Requirement A —
Reproduce the entire passage on the external report on internal control, word for word.

— START OF Passage given —

Friday, July 22, 2011

Content of External Report on Internal Control

In common with corporate governance codes elsewhere, there are four broad themes that such a report should contain.


1. Firstly, the report should contain a statement of acknowledgement by the board that it is responsible for the company’s system of internal control and for reviewing its effectiveness. This might seem obvious but it has been shown to be an important starting point in recognising responsibility. It is only when the board accepts and acknowledges this responsibility that the impetus for the collection of data and the authority for changing internal systems is provided. The ‘tone from the top’ is very important in the development of my proposed reporting changes and so this is a very necessary component of the report.


2. Secondly, the report should summarise the processes the board (or where applicable, through its committees) has applied in reviewing the effectiveness of the system of internal control. These may or may not satisfy shareholders, of course, and weak systems and processes would be a matter of discussion at AGMs for non-executives to strengthen.

— END OF Passage given —

Requirement B —
Rewrite the listing below in full, putting "reference output" wherever "sample output" occurs and leaving everything else as it is.

— START OF Data for this exercise —

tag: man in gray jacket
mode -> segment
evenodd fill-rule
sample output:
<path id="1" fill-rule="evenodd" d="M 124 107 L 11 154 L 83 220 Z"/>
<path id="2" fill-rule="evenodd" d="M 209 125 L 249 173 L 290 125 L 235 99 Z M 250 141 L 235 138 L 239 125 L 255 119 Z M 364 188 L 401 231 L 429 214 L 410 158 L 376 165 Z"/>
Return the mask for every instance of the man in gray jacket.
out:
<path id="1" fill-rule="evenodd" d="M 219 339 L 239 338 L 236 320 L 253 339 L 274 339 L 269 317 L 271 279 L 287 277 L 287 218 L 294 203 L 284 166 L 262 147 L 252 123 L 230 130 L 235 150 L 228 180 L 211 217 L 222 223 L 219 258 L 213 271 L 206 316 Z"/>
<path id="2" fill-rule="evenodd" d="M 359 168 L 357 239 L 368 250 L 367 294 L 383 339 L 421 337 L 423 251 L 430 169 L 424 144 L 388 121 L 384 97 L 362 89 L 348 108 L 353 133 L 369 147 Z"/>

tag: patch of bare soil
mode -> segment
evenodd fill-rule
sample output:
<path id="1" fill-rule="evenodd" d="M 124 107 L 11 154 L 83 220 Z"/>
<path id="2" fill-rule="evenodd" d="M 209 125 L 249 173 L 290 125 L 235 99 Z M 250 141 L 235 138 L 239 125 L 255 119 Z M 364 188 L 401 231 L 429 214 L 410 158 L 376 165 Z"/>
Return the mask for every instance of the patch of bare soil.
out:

— END OF Data for this exercise —

Correct response A —
Friday, July 22, 2011

Content of External Report on Internal Control

In common with corporate governance codes elsewhere, there are four broad themes that such a report should contain.


1. Firstly, the report should contain a statement of acknowledgement by the board that it is responsible for the company’s system of internal control and for reviewing its effectiveness. This might seem obvious but it has been shown to be an important starting point in recognising responsibility. It is only when the board accepts and acknowledges this responsibility that the impetus for the collection of data and the authority for changing internal systems is provided. The ‘tone from the top’ is very important in the development of my proposed reporting changes and so this is a very necessary component of the report.


2. Secondly, the report should summarise the processes the board (or where applicable, through its committees) has applied in reviewing the effectiveness of the system of internal control. These may or may not satisfy shareholders, of course, and weak systems and processes would be a matter of discussion at AGMs for non-executives to strengthen.

Correct response B —
tag: man in gray jacket
mode -> segment
evenodd fill-rule
reference output:
<path id="1" fill-rule="evenodd" d="M 124 107 L 11 154 L 83 220 Z"/>
<path id="2" fill-rule="evenodd" d="M 209 125 L 249 173 L 290 125 L 235 99 Z M 250 141 L 235 138 L 239 125 L 255 119 Z M 364 188 L 401 231 L 429 214 L 410 158 L 376 165 Z"/>
Return the mask for every instance of the man in gray jacket.
out:
<path id="1" fill-rule="evenodd" d="M 219 339 L 239 338 L 236 320 L 253 339 L 274 339 L 269 317 L 271 279 L 287 277 L 287 218 L 294 203 L 284 166 L 262 147 L 252 123 L 230 130 L 235 150 L 228 180 L 211 217 L 222 223 L 219 258 L 213 271 L 206 316 Z"/>
<path id="2" fill-rule="evenodd" d="M 359 168 L 357 239 L 368 250 L 367 294 L 383 339 L 421 337 L 423 251 L 430 169 L 424 144 L 388 121 L 384 97 L 362 89 L 348 108 L 353 133 L 369 147 Z"/>

tag: patch of bare soil
mode -> segment
evenodd fill-rule
reference output:
<path id="1" fill-rule="evenodd" d="M 124 107 L 11 154 L 83 220 Z"/>
<path id="2" fill-rule="evenodd" d="M 209 125 L 249 173 L 290 125 L 235 99 Z M 250 141 L 235 138 L 239 125 L 255 119 Z M 364 188 L 401 231 L 429 214 L 410 158 L 376 165 Z"/>
Return the mask for every instance of the patch of bare soil.
out:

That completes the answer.